- 本文
ダムの訪問記

全国のダムと溜池の訪問記です。
主としてダムや溜池の由来や建設の経緯、目的について記述しています。

山の田ダム

2019-07-29 23:37:02 | 長崎県
2019年7月14日 山の田ダム
 
山の田ダムは長崎県佐世保市桜木町の佐世保川水系佐世保川上流部にある佐世保市水道局が管理する上水道用水目的の用アースフィルダムです。
佐世保は1889年(明治22年)の海軍鎮守府開庁をきっかけに軍港都市として町が開け、その性格上まず海軍水道が整備され1899年(明治32年)に湧水を利用した岡本水源地が完成、次いで水道管設置が進められ1901年(明治34年)に近代水道としての海軍水道が開設されました。
日清・日露戦争を経て佐世保の発展は著しく、1908年(明治41年)に初の本格的水道施設として完成したのが山の田ダムと山の田浄水場です。 
終戦後、海軍の水道事業はすべて市に移譲され、現在も日量最大6300立米の上水道用水を供給する佐世保市水道の主要水源地となっています。

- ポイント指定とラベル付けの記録
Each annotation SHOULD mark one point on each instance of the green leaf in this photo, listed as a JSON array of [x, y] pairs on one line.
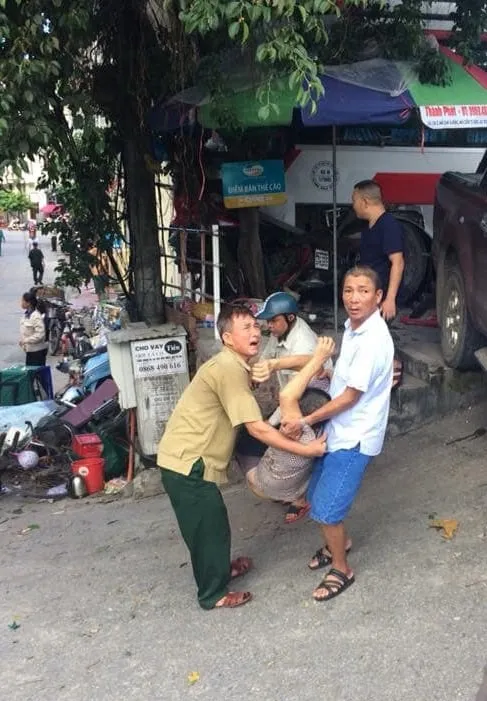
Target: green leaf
[[245, 31], [233, 30], [232, 10], [304, 13]]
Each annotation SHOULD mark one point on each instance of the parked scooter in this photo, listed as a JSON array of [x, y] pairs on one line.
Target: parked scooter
[[86, 374]]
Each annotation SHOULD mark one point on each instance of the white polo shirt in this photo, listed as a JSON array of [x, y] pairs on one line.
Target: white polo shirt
[[301, 340], [365, 363]]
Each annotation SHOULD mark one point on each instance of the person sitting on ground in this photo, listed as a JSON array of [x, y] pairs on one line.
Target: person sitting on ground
[[284, 476], [290, 346]]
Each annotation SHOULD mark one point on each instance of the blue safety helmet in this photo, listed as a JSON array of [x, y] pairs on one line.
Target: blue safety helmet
[[278, 303]]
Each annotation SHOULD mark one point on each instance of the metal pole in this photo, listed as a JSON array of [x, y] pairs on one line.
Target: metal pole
[[335, 237], [215, 245], [203, 265]]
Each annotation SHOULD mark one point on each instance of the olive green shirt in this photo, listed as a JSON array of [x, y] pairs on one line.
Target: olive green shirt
[[205, 420]]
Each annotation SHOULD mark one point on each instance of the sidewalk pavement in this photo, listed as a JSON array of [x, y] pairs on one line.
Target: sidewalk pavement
[[106, 603]]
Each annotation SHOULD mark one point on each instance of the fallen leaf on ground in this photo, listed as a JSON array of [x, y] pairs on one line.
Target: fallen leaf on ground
[[28, 529], [448, 525]]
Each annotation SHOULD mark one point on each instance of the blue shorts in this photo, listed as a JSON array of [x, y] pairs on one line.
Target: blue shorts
[[334, 484]]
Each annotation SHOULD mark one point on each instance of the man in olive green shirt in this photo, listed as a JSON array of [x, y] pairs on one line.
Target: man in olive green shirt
[[197, 446]]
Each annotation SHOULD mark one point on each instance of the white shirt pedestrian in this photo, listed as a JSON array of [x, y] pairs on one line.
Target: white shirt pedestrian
[[365, 363]]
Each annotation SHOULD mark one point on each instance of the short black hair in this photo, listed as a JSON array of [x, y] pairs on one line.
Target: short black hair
[[31, 299], [367, 272], [369, 189], [313, 399], [228, 313]]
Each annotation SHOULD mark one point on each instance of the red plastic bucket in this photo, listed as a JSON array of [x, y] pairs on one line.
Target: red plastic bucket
[[91, 469], [87, 445]]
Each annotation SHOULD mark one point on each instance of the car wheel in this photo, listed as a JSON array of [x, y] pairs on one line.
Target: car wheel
[[459, 338], [416, 261]]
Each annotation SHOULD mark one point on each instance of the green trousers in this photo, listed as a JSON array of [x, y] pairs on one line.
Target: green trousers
[[203, 522]]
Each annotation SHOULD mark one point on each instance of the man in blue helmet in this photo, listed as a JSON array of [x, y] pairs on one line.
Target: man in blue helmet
[[291, 345], [291, 337]]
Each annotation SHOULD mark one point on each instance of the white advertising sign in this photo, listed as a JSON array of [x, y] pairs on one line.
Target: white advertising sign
[[454, 116], [160, 356]]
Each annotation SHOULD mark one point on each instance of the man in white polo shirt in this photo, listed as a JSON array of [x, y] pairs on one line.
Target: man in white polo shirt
[[357, 419]]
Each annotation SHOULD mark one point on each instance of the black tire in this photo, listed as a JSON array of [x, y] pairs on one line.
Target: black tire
[[459, 338], [416, 258], [54, 338]]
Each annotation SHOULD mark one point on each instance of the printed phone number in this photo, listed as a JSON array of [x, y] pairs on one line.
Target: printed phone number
[[158, 368]]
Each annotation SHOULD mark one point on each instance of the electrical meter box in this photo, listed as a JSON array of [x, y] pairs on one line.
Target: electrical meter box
[[150, 366]]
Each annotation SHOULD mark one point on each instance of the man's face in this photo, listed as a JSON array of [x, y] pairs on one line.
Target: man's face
[[278, 326], [244, 336], [360, 298], [359, 204]]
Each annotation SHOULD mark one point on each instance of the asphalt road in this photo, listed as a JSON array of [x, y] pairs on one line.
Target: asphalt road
[[105, 602]]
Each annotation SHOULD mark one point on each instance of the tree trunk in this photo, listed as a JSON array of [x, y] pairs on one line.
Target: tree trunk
[[144, 235], [250, 256]]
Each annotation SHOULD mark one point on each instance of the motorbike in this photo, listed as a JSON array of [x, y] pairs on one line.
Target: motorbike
[[66, 332], [86, 374], [100, 412]]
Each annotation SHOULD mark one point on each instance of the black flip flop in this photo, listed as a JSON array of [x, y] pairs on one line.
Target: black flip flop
[[323, 560], [334, 587]]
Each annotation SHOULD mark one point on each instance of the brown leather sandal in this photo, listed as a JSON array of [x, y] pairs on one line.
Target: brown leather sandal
[[234, 599]]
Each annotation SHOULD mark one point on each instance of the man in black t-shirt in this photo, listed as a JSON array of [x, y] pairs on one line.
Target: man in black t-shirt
[[381, 244], [36, 258]]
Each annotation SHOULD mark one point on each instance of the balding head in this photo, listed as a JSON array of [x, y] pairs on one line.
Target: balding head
[[367, 200]]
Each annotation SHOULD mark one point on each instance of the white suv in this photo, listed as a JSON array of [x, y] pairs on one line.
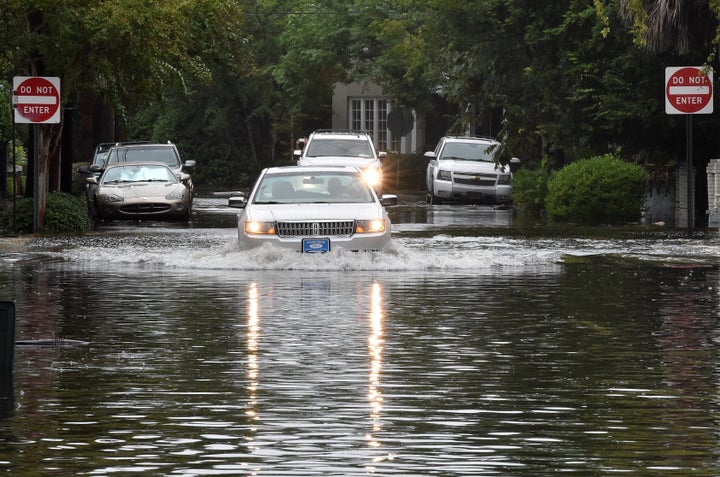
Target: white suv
[[334, 147], [464, 168]]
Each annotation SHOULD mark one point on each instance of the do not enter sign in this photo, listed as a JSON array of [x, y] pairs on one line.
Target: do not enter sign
[[36, 99], [688, 90]]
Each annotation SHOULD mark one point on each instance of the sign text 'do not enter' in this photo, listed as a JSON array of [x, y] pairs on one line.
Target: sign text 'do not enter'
[[36, 99], [688, 90]]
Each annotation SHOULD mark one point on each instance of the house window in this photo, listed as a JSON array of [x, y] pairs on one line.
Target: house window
[[370, 115]]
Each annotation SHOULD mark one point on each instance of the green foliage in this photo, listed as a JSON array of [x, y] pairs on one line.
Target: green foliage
[[599, 190], [64, 213], [530, 188]]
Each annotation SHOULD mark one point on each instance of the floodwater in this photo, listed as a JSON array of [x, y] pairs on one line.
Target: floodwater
[[473, 347]]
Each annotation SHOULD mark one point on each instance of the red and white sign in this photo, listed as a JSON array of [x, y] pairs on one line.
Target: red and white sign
[[36, 99], [688, 90]]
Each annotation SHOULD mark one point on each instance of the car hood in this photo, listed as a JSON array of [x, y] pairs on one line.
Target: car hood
[[471, 166], [362, 162], [141, 189], [312, 212]]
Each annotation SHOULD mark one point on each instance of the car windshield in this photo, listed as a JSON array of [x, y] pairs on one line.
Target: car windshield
[[164, 155], [313, 188], [339, 147], [138, 173], [468, 151]]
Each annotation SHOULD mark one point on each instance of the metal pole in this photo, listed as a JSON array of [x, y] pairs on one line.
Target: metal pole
[[36, 179], [688, 159]]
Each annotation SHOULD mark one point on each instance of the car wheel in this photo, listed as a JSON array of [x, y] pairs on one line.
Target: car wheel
[[434, 199]]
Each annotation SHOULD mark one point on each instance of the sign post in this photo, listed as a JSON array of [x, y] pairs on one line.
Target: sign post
[[36, 100], [688, 91]]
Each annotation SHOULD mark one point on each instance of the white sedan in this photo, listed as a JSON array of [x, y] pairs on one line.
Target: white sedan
[[314, 209]]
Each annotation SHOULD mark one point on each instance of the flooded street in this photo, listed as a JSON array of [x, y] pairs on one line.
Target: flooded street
[[472, 347]]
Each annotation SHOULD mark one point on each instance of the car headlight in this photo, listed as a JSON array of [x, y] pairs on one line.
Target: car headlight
[[370, 226], [504, 179], [373, 176], [177, 195], [256, 227], [444, 175], [111, 198]]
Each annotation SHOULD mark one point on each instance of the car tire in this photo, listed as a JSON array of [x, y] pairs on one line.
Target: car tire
[[434, 199]]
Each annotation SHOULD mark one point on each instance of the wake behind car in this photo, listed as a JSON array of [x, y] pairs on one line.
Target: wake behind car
[[140, 191], [314, 209], [464, 168], [337, 147]]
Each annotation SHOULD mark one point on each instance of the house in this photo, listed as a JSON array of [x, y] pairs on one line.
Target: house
[[364, 107]]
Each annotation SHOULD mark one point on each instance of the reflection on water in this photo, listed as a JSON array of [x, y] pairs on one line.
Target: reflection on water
[[450, 355]]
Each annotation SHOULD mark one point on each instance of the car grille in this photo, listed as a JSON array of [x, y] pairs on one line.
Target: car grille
[[147, 208], [468, 178], [310, 229]]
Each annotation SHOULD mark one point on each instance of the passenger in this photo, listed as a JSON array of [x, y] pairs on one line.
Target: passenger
[[335, 187]]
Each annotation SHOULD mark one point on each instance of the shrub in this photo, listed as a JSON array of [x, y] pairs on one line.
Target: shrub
[[530, 189], [64, 213], [601, 189]]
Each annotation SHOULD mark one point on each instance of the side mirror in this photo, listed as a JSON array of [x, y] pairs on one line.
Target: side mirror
[[388, 199], [238, 202]]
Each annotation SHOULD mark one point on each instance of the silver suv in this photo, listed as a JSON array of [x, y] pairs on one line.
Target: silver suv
[[335, 147], [464, 168]]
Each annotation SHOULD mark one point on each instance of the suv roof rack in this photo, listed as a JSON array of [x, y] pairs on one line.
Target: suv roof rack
[[339, 131], [471, 137]]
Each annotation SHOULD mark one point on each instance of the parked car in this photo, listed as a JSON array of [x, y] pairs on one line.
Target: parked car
[[314, 209], [335, 147], [464, 168], [165, 153], [98, 160], [140, 190]]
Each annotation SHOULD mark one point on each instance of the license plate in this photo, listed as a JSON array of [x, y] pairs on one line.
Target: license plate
[[316, 245]]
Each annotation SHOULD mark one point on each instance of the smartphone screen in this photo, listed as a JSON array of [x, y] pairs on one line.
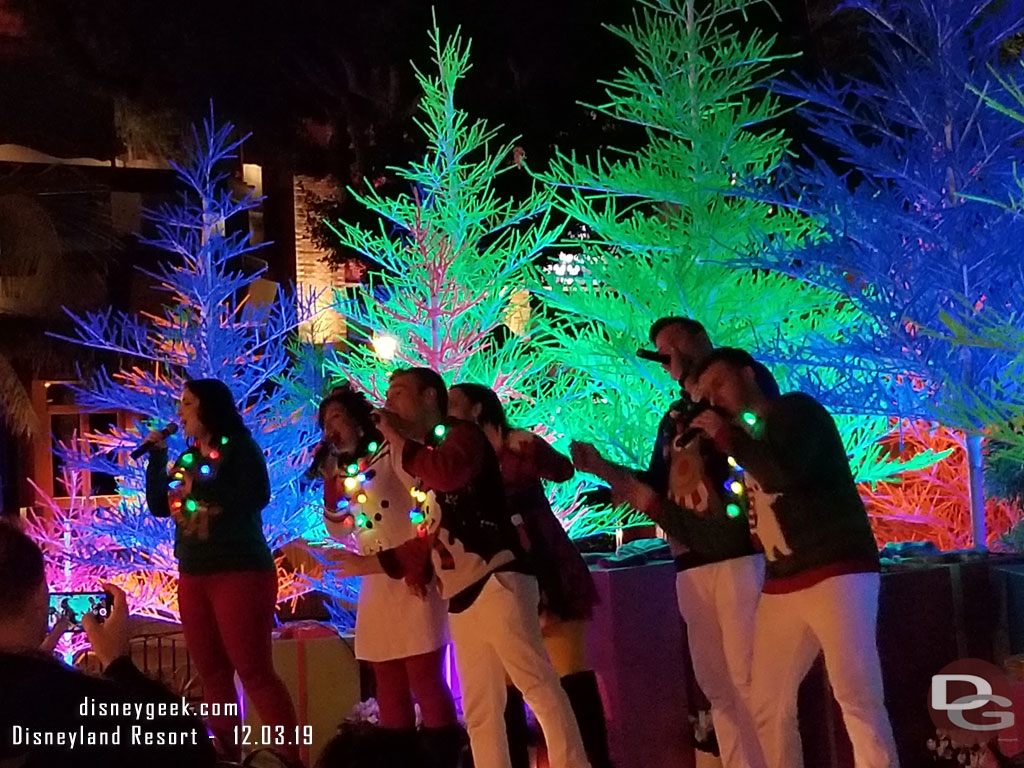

- 指示文 A
山の田ダムの訪問記によれば、佐世保でまず海軍水道が整備されたのはなぜか。一〜三文で説明してください。
- 指示文 B
山の田ダムの訪問記を、最後の文の後から書き継ぐこと。

- 解答 A
佐世保は1889年(明治22年)の海軍鎮守府開庁をきっかけに軍港都市として町が開けました。その軍港都市という性格上、まず海軍水道が整備されました。

- 解答 B
また山の田ダムは水道目的のアースフィルダムとしては、長崎市の本河内高部ダムに次ぐ歴史を誇るとともに、竣工当時は最も堤高の高いアースフィルダムとなっていました。
山の田ダム及び浄水場は土木技術的価値を評価して土木学会選奨土木遺産および近代土木遺産(山の他ダムはBランク)に選定されています。
 
佐世保市中心部から国道204号線を北上し、春日町交差点を右折すると山の田浄水場正門前に到着します。
ここから佐世保川沿いの道を進むと貯水池に沿った遊歩道入口となります。
残念ながら山の田浄水場や山の田ダム敷地は関係者以外立ち入り禁止のため外から見学するしかありません。
この写真は佐世保川に架かる橋から
奥に山の田ダムの堤体が見えます。
 
遊歩道を進むと左手に堤体が見えてきます。
 
望遠で。
山の田ダムは2000年(平成12年)に大規模な改修が行われ、周辺整備も進められましたが一般公開はされていません。
 
手前の水路はダム左岸洪水吐の導水路で、カスケード式になっています。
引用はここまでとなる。